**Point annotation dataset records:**
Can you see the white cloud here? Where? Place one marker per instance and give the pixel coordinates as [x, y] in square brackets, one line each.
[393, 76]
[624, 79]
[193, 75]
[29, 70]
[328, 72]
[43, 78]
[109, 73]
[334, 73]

**What is being asked:**
Copy the data above line for line, with no changes.

**Completed exercise:**
Can you see the white cloud here? Where? Place one marker per instance and give the pixel coordinates as [x, y] in square brackets, one line each.
[393, 76]
[624, 79]
[193, 75]
[29, 70]
[328, 72]
[43, 78]
[109, 73]
[334, 73]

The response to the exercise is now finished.